- Document text:
=== Begin Enclosure ===

And when I touch you

I feel happy inside

It’s such a feeling

That my love

I can’t hide

55 years ago, two young men from England wrote a song which is hands down the best hands-on song ever written about holding hands.

It was called “I Wanna Hold Your Hand.”

Although most parents felt it was an innocuous request, there is actually very little in life that is more sensual than holding hands. It has caused many a young man to break out in a sweat, wondering when it was appropriate to reach over and join palms and fingers with his date, only to discover that she, too, was sweating and extremely anxious.

Holding hands is when my “toucher” touches your “toucher,” ending up with a touching experience.

There is nothing quite like it. It is underestimated.

In great drama, when empathy, sympathy, compassion, tenderness or romance is being expressed, often the beginning of the scene is notated: “And he took her hand…”

That feeling of flesh upon flesh, knowing that it is a willful action, is intoxicating.

=== End Enclosure ===

- Activity list:
1 – In the piece on holding hands, why does holding hands make many a young man break out in a sweat? Explain in one to three sentences.
2 – Answer these questions about the piece on holding hands:
(a) How many years ago was the song written?
(b) What was the song called?
(c) In great drama, what words often mark the beginning of a scene?
3 – Pick up the piece on holding hands after its last sentence and carry it on.

- Source material:

=== Begin Enclosure ===

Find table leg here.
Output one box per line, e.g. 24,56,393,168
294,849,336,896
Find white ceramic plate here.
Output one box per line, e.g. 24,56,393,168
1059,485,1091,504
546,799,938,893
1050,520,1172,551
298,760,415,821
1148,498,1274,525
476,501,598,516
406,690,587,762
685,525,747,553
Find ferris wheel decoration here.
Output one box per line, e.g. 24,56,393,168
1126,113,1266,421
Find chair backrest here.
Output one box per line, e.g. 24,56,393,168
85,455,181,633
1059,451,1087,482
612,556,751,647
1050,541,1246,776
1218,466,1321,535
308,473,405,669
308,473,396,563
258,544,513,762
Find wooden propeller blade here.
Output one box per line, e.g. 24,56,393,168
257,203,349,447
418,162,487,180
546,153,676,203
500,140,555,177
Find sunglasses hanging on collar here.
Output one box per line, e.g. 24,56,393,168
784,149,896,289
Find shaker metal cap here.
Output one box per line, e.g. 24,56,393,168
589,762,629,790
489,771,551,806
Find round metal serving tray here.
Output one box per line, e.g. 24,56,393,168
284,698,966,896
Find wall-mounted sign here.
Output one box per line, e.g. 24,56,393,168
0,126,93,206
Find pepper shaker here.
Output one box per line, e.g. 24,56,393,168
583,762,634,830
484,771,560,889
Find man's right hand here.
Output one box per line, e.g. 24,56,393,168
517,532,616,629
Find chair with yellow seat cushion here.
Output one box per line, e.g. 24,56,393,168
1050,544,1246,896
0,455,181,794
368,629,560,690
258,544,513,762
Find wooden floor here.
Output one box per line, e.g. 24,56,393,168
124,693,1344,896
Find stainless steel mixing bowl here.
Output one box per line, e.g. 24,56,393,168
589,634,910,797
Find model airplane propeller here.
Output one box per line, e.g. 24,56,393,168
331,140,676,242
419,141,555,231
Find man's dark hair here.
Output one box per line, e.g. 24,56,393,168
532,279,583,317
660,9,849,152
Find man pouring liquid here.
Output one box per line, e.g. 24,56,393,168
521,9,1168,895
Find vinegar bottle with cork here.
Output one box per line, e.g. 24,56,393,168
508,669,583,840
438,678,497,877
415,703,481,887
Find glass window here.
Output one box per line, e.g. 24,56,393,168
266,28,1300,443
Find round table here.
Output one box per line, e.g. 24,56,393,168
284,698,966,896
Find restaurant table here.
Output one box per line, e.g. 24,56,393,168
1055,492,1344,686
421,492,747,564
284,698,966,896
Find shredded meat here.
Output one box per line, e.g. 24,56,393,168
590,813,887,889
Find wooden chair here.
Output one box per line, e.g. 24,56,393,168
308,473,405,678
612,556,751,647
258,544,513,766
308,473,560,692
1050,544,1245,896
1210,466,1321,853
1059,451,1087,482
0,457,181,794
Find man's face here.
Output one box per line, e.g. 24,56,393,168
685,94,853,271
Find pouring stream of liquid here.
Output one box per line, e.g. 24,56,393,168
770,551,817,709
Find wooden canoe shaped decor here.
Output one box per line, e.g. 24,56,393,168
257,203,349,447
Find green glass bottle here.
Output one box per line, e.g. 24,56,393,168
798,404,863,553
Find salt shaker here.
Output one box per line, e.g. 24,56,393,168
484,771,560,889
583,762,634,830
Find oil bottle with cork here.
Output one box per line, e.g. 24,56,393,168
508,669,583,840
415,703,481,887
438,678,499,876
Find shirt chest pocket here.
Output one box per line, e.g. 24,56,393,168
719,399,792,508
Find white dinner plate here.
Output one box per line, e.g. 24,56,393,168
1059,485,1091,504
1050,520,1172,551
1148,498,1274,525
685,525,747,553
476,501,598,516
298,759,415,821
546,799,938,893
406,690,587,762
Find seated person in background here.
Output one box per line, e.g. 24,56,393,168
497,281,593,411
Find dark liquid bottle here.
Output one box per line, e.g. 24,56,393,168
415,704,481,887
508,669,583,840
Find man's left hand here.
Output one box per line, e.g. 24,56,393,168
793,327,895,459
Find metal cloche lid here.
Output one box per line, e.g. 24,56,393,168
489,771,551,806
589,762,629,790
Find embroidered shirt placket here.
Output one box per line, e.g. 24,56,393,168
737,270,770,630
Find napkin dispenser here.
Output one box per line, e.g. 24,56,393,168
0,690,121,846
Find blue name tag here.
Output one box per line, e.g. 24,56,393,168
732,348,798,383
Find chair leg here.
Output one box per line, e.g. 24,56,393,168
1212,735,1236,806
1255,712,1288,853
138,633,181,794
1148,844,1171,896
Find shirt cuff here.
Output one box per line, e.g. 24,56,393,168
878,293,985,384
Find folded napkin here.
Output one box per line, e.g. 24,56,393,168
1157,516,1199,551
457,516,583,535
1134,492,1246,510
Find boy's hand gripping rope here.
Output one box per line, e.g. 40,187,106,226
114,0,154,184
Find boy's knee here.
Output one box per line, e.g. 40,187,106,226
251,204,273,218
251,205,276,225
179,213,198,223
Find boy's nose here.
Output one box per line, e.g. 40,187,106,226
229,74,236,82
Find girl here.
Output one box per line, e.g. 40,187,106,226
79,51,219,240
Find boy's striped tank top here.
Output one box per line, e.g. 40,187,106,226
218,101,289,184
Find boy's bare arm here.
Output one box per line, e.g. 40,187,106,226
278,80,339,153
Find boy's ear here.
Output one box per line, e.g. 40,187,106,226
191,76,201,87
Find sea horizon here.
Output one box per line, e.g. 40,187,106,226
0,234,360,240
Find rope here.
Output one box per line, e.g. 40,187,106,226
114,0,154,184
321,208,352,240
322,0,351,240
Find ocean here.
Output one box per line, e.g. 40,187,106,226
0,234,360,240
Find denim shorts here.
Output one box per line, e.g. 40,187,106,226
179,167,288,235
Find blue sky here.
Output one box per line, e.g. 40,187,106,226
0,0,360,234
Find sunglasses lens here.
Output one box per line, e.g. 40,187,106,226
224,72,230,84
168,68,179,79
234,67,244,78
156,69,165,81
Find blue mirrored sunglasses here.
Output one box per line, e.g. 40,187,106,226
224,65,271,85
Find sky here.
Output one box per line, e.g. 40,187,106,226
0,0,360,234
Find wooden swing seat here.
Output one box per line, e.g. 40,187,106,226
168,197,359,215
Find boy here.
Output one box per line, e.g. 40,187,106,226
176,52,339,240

=== End Enclosure ===

- Answers given:
1 – He sweats because he is wondering when it is the right time to reach over and join palms and fingers with his date. He then often finds that she is sweating and very nervous too.

2 –
(a) 55 years ago.
(b) "I Wanna Hold Your Hand."
(c) "And he took her hand…"

3 –
It’s why we sit by a fire in a forest singing songs, and when it becomes particularly meaningful, we join hands.

It’s often the way we choose to pray.

It is the bedside manner of a good doctor, conveying to a patient his confidence that “everything is going to be all right.”

In a world where we’ve become more and more concerned about germs and spreading viruses, we find ourselves doing less and less hand-holding. Matter of fact, there are those who make fun of it, suggesting that it’s anemic—a mere “hand-holding exchange.”

But 55 years ago, John and Paul were right when they clearly stated that when we touch someone, we do feel happy inside.